[Aufgabenstellung]
A: Zwischen welchen Prozentwerten bewegt sich die FPÖ laut dem Textauszug seit Dezember in der wöchentlichen Sonntagsumfrage zur EU-Wahl?
B: Schreiben Sie aus dem Textauszug den Abschnitt von „Die FPÖ führt“ bis einschließlich „Opa? Europa!“ wortgetreu ab.

Die FPÖ führt seit mehr als einem Jahr in Österreich alle Umfragen an. Seit Dezember bewegt sie sich in der wöchentlichen Sonntagsumfrage zur EU-Wahl stets zwischen 25 und 30 Prozent. Dieses Ergebnis will die FPÖ bei der Europawahl nach Hause tragen. Dafür muss die tendenziell EU-skeptische Stammwählerschaft dazu bewegt werden, überhaupt zu einer EU-Wahl zu gehen. Daher auch die Provokationen Vilimskys und die aggressiven Wahlplakate.
Opa? Europa!
Traditionell gilt die EU-Wahl in Österreich als unbeliebt, die Wahlbeteiligung ist stets niedriger als bei der Nationalratswahl. Diese steht im Herbst 2024 an, und man könnte das Gefühl bekommen, die größten Herausforderer der FPÖ sind in Gedanken schon dort. Das lässt sich auch an der Wahl der Spitzenkandidaten erkennen: „Hast du einen Opa, schick ihn nach Europa“, heißt es oft hämisch. Böse Zungen könnten behaupten, dieses Motto trifft bei dieser Wahl den Nagel auf den Kopf. Die Adjektive jung, charismatisch und beliebt sind weder auf Andreas Schieder (SPÖ, 55 Jahre) noch auf Reinhold Lopatka (ÖVP, 64 Jahre) oder Helmut Brandstätter (NEOS, 69 Jahre) anzuwenden.
Eine Ausnahme gibt es bei den Grünen, die als Spitzenkandidatin die 23-jährige Klima-Aktivistin Lena Schilling präsentierten. Mit ihr wollte man die diesjährige Wahl zur Klimawahl machen. Das ist bisher noch nicht gelungen. Themen wie der Krieg in der Ukraine und die Asylpolitik dominieren den Wahlkampf. Dass sich daran noch etwas ändert, ist zu bezweifeln. Lena Schilling sieht sich nach einer Recherche der Wiener Tageszeitung der Standard mit schweren Vorwürfen konfrontiert.

[Material]

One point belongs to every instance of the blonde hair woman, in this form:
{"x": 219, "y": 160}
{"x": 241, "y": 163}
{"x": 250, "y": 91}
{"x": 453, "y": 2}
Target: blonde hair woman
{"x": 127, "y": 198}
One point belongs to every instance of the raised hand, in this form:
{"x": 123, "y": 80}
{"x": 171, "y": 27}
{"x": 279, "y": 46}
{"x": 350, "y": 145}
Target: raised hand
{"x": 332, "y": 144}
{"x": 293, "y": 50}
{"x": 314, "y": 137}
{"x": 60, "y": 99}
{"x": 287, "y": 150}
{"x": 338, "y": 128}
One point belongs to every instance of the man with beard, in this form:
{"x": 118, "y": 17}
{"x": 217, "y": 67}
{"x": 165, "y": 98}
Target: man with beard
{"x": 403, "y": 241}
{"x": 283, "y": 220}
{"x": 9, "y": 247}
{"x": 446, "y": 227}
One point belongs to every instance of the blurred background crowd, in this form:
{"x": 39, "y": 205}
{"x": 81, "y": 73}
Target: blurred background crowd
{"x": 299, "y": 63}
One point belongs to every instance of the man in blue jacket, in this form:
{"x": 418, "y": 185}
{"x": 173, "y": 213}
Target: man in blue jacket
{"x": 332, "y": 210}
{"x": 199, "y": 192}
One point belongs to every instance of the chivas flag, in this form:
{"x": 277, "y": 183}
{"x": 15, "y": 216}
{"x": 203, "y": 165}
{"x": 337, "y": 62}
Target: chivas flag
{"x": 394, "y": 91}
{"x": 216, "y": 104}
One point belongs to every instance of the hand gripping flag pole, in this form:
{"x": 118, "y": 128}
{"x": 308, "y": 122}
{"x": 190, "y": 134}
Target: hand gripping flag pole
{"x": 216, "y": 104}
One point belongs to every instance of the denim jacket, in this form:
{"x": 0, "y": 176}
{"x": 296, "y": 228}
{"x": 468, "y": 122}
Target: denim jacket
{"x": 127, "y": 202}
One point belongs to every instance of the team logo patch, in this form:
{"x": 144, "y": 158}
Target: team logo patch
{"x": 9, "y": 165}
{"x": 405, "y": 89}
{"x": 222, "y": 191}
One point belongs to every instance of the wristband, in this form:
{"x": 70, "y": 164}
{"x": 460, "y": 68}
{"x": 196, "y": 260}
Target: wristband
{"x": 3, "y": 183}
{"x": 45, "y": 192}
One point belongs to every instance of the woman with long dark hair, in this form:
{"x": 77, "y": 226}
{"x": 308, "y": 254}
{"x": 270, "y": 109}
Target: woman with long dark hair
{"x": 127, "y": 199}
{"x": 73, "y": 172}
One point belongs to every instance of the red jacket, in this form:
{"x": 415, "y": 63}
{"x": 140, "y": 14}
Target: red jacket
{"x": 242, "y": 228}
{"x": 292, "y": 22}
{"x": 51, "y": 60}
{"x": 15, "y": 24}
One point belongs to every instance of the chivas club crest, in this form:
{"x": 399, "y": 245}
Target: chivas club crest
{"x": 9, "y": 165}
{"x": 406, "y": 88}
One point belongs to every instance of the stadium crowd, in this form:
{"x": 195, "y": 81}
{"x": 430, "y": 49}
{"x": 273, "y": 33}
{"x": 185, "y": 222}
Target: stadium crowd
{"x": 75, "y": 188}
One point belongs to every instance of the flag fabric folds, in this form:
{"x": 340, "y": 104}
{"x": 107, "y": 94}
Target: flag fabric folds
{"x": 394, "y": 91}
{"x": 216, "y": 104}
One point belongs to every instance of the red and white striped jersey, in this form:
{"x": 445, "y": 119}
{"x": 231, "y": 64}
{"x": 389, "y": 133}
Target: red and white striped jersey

[Lösungen]
A: Zwischen 25 und 30 Prozent.

B:
Die FPÖ führt seit mehr als einem Jahr in Österreich alle Umfragen an. Seit Dezember bewegt sie sich in der wöchentlichen Sonntagsumfrage zur EU-Wahl stets zwischen 25 und 30 Prozent. Dieses Ergebnis will die FPÖ bei der Europawahl nach Hause tragen. Dafür muss die tendenziell EU-skeptische Stammwählerschaft dazu bewegt werden, überhaupt zu einer EU-Wahl zu gehen. Daher auch die Provokationen Vilimskys und die aggressiven Wahlplakate.
Opa? Europa!